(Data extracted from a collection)

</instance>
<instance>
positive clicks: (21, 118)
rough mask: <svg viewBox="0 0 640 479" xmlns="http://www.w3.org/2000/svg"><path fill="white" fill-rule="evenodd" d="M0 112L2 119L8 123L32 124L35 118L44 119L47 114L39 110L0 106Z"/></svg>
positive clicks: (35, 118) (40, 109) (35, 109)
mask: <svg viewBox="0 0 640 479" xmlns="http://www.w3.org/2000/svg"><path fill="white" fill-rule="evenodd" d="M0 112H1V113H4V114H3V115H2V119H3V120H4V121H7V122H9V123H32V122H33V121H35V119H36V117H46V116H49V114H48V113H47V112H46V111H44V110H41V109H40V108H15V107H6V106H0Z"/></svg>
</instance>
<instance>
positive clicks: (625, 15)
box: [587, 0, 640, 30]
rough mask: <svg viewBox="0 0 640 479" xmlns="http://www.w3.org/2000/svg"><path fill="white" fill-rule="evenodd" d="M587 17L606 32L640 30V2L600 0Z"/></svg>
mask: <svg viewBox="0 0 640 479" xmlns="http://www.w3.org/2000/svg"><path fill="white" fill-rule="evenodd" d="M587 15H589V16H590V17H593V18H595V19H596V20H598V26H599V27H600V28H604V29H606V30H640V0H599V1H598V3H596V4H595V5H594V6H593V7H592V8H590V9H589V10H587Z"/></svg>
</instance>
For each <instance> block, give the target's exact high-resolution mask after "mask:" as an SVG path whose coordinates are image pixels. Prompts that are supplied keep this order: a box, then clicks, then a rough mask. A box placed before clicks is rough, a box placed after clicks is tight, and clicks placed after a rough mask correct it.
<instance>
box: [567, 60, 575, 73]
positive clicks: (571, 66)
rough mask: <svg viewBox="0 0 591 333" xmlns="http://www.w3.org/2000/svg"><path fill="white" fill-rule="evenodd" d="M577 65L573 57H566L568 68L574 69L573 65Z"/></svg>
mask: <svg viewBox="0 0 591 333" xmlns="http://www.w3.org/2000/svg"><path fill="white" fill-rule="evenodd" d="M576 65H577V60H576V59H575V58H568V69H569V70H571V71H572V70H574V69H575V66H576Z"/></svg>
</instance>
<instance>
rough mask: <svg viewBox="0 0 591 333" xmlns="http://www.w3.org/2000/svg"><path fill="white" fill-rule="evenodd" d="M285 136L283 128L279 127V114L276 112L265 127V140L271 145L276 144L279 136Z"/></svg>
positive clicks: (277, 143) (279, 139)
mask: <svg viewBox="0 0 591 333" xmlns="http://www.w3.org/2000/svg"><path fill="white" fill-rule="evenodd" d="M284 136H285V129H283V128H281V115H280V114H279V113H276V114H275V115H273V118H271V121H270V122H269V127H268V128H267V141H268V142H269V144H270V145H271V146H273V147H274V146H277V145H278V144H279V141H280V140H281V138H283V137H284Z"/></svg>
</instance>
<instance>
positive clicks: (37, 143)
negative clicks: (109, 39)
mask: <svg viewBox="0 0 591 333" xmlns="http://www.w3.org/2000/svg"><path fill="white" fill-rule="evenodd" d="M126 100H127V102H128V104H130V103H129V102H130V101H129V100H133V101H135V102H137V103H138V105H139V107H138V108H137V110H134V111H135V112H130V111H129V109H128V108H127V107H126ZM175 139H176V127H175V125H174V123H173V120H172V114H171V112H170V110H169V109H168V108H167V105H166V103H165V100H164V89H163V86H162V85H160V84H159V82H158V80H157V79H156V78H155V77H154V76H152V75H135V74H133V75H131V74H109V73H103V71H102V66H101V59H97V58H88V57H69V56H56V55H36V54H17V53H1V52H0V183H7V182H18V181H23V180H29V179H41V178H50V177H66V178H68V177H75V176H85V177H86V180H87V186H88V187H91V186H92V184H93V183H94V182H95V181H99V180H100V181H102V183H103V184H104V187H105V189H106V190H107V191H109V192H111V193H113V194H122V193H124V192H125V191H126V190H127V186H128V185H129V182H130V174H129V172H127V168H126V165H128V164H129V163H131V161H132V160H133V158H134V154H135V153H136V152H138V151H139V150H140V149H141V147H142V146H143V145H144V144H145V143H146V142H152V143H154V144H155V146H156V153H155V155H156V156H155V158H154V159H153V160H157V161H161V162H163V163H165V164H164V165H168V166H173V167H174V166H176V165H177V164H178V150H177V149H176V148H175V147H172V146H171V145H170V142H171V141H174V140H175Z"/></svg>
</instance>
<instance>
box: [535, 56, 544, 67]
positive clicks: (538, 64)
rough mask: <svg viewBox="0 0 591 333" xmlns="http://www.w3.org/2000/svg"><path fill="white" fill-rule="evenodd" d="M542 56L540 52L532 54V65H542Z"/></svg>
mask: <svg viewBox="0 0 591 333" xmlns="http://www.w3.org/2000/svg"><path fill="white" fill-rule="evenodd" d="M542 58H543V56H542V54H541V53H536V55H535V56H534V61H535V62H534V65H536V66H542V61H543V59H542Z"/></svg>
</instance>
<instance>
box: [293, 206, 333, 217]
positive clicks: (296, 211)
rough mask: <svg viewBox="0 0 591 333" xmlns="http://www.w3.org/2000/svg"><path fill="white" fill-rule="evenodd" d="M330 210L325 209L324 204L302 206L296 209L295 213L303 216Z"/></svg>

TASK DESCRIPTION: Return all of the material above line for line, unchanged.

OUTPUT:
</instance>
<instance>
positive clicks: (21, 118)
rough mask: <svg viewBox="0 0 640 479" xmlns="http://www.w3.org/2000/svg"><path fill="white" fill-rule="evenodd" d="M0 112L2 119L8 123L32 124L35 118L44 119L47 114L39 110L0 106Z"/></svg>
positive clicks: (35, 118) (40, 109) (35, 109)
mask: <svg viewBox="0 0 640 479" xmlns="http://www.w3.org/2000/svg"><path fill="white" fill-rule="evenodd" d="M0 112H1V113H4V114H3V115H2V119H3V120H4V121H7V122H9V123H32V122H33V121H35V119H36V117H46V116H49V114H48V113H47V112H46V111H44V110H41V109H40V108H15V107H6V106H0Z"/></svg>
</instance>
<instance>
positive clicks: (625, 15)
box: [587, 0, 640, 30]
rough mask: <svg viewBox="0 0 640 479" xmlns="http://www.w3.org/2000/svg"><path fill="white" fill-rule="evenodd" d="M587 17L606 32L640 30V2L600 0Z"/></svg>
mask: <svg viewBox="0 0 640 479" xmlns="http://www.w3.org/2000/svg"><path fill="white" fill-rule="evenodd" d="M587 15H589V16H590V17H593V18H595V19H596V20H598V26H599V27H600V28H604V29H606V30H640V0H599V1H598V3H596V4H595V5H594V6H593V7H592V8H590V9H589V10H587Z"/></svg>
</instance>
For each <instance> block, give the target's exact high-resolution mask after "mask:" as an SVG path whose coordinates are image pixels. Prompts that are supplied keep this order: a box, then clicks, then a rough mask. A box placed before clicks is rough, a box placed after clicks is tight, and clicks placed after a rough mask correct it.
<instance>
box: [567, 60, 575, 73]
positive clicks: (571, 66)
rough mask: <svg viewBox="0 0 591 333" xmlns="http://www.w3.org/2000/svg"><path fill="white" fill-rule="evenodd" d="M577 65L573 57H566L568 68L574 69L573 65Z"/></svg>
mask: <svg viewBox="0 0 591 333" xmlns="http://www.w3.org/2000/svg"><path fill="white" fill-rule="evenodd" d="M576 65H577V60H576V59H575V58H568V69H569V70H571V71H572V70H574V69H575V66H576Z"/></svg>
</instance>
<instance>
rough mask: <svg viewBox="0 0 591 333" xmlns="http://www.w3.org/2000/svg"><path fill="white" fill-rule="evenodd" d="M285 136L283 128L279 127V114L276 112L265 127V140L271 145L276 144L279 136Z"/></svg>
positive clicks: (277, 143) (279, 139)
mask: <svg viewBox="0 0 591 333" xmlns="http://www.w3.org/2000/svg"><path fill="white" fill-rule="evenodd" d="M284 136H285V129H283V128H281V115H280V114H279V113H276V114H275V115H273V118H271V121H270V122H269V127H268V128H267V141H268V142H269V144H270V145H271V146H273V147H274V146H277V145H278V144H279V141H280V140H281V138H283V137H284Z"/></svg>
</instance>
<instance>
positive clicks: (37, 143)
negative clicks: (109, 39)
mask: <svg viewBox="0 0 591 333" xmlns="http://www.w3.org/2000/svg"><path fill="white" fill-rule="evenodd" d="M126 100H127V102H128V104H130V103H129V102H130V101H129V100H133V101H135V102H137V103H138V105H139V107H138V108H137V110H134V111H135V112H130V111H129V109H128V108H127V107H126ZM175 139H176V127H175V125H174V123H173V120H172V114H171V112H170V110H169V109H168V108H167V105H166V103H165V100H164V89H163V86H162V85H160V84H159V82H158V80H157V79H156V78H155V77H154V76H152V75H135V74H133V75H131V74H109V73H103V71H102V66H101V59H97V58H88V57H69V56H56V55H36V54H17V53H1V52H0V183H7V182H18V181H23V180H29V179H41V178H50V177H66V178H68V177H75V176H85V177H86V180H87V186H88V187H91V186H92V184H93V183H94V182H95V181H99V180H100V181H102V183H103V184H104V187H105V189H106V190H107V191H109V192H111V193H113V194H122V193H124V192H125V191H126V190H127V186H128V185H129V182H130V174H129V172H127V168H126V165H128V164H129V163H131V161H132V160H133V158H134V154H135V153H136V152H138V151H139V150H140V149H141V147H142V146H143V145H144V144H145V143H146V142H152V143H154V144H155V146H156V153H155V155H156V156H155V158H154V159H153V160H157V161H161V162H163V163H165V164H164V165H168V166H173V167H174V166H176V165H177V164H178V150H177V149H176V148H175V147H172V146H171V145H170V142H171V141H174V140H175Z"/></svg>
</instance>
<instance>
box: [535, 56, 544, 67]
positive clicks: (538, 64)
rough mask: <svg viewBox="0 0 591 333" xmlns="http://www.w3.org/2000/svg"><path fill="white" fill-rule="evenodd" d="M542 56L540 52L532 54V65H542Z"/></svg>
mask: <svg viewBox="0 0 591 333" xmlns="http://www.w3.org/2000/svg"><path fill="white" fill-rule="evenodd" d="M542 58H543V56H542V54H541V53H536V55H535V56H534V61H535V62H534V65H536V66H542V61H543V59H542Z"/></svg>
</instance>
<instance>
box: [293, 206, 333, 217]
positive clicks: (296, 211)
rough mask: <svg viewBox="0 0 591 333" xmlns="http://www.w3.org/2000/svg"><path fill="white" fill-rule="evenodd" d="M330 210L325 209L324 204L302 206L296 209L295 213L303 216Z"/></svg>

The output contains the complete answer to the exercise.